Select and copy each line of the material below that includes the string "Target", matching its capitalization exactly.

Raw data start

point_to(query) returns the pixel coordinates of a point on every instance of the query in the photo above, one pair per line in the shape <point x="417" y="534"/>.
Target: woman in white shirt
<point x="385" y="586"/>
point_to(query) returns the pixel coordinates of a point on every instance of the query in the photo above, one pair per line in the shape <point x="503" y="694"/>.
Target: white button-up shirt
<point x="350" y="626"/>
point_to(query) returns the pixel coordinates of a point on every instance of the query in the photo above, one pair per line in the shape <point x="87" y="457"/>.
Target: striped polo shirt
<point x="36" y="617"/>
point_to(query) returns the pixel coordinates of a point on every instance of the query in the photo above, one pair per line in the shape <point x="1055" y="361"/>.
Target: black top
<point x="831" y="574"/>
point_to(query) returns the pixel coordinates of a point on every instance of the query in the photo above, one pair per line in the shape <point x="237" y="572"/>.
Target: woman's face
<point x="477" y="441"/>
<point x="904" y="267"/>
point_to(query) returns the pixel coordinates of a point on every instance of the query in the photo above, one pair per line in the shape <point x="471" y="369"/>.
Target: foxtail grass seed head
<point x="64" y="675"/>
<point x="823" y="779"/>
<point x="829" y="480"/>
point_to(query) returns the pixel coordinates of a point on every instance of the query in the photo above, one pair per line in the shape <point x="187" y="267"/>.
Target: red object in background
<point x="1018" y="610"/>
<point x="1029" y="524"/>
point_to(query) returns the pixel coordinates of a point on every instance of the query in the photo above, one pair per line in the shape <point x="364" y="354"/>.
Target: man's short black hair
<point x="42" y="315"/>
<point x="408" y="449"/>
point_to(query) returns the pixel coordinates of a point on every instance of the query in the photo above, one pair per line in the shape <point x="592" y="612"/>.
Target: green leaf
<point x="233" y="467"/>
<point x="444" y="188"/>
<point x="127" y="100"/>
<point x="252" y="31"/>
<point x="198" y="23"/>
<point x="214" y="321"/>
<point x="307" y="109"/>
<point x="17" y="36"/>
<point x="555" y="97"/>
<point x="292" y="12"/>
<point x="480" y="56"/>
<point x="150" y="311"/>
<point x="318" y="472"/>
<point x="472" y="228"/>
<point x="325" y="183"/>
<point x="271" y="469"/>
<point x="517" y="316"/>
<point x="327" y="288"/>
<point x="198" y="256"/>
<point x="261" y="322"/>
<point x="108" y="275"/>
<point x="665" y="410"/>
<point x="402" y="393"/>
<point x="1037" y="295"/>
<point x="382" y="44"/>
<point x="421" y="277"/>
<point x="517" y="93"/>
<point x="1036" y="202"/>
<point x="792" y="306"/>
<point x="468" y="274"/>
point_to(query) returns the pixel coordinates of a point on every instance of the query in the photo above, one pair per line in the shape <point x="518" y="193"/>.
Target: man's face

Raw data end

Task result
Target: woman in white shirt
Target: white button-up shirt
Target: striped polo shirt
Target: black top
Target: woman's face
Target: foxtail grass seed head
Target: red object in background
Target: man's short black hair
Target: green leaf
Target: man's face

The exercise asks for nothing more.